(RAW DATA)
=-=-=
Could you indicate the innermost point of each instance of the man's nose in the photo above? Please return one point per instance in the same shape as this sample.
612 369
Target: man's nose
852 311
=-=-=
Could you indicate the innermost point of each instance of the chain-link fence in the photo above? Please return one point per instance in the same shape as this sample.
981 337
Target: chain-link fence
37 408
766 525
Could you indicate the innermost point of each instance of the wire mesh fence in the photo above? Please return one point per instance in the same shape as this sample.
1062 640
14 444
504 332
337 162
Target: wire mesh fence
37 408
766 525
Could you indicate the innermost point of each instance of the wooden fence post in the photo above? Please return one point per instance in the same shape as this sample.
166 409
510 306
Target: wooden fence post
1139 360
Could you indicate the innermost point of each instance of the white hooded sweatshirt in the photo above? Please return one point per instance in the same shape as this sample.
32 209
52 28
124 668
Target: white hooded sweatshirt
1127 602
=-=-=
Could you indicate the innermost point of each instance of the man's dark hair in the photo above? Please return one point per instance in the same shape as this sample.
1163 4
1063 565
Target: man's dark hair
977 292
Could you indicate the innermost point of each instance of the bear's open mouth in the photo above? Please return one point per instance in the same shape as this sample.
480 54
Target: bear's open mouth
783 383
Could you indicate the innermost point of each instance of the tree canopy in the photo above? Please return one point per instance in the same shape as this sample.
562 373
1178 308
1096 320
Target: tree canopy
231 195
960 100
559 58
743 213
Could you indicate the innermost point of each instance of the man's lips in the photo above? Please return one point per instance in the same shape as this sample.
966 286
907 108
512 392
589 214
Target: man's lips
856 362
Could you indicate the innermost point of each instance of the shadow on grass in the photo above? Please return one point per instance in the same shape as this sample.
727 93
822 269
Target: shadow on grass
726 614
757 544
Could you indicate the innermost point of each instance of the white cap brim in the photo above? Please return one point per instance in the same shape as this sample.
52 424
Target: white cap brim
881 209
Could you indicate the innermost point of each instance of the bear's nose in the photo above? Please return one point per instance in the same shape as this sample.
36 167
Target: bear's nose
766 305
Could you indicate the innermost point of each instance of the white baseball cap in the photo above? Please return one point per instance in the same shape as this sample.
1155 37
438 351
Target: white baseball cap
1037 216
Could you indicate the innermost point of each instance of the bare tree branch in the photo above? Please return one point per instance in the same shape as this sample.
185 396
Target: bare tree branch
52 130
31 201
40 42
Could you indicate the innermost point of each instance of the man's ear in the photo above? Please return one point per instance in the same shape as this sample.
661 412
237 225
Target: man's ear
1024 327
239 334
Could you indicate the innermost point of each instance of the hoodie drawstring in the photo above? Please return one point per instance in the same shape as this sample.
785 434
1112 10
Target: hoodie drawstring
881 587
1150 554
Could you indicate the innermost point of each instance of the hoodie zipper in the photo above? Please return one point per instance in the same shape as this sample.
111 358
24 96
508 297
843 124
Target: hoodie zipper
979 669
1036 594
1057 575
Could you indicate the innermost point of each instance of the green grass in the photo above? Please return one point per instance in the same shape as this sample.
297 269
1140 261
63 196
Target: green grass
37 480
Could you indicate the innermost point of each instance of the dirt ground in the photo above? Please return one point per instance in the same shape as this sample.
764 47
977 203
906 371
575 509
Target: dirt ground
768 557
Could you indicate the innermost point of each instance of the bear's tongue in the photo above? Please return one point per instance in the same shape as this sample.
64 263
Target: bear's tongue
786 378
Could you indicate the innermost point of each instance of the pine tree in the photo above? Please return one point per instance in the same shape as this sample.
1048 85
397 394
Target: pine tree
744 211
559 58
=-=-=
Given the records above, restate word for word only the lines starting at the one with "Target: bare tree branch" and ending at the one with "the hoodie drawstring".

Target: bare tree branch
52 130
31 201
40 42
Could you indicate the innermost point of each instance of the man's ear in the photo above? Please return one point per instance in the same shape as this sample.
661 412
237 225
Target: man's ear
1024 327
239 334
Could you indicate the innermost point of each instance of the hoodie drawstring in the photo above? Please return one point per instance in the same shape as this sample.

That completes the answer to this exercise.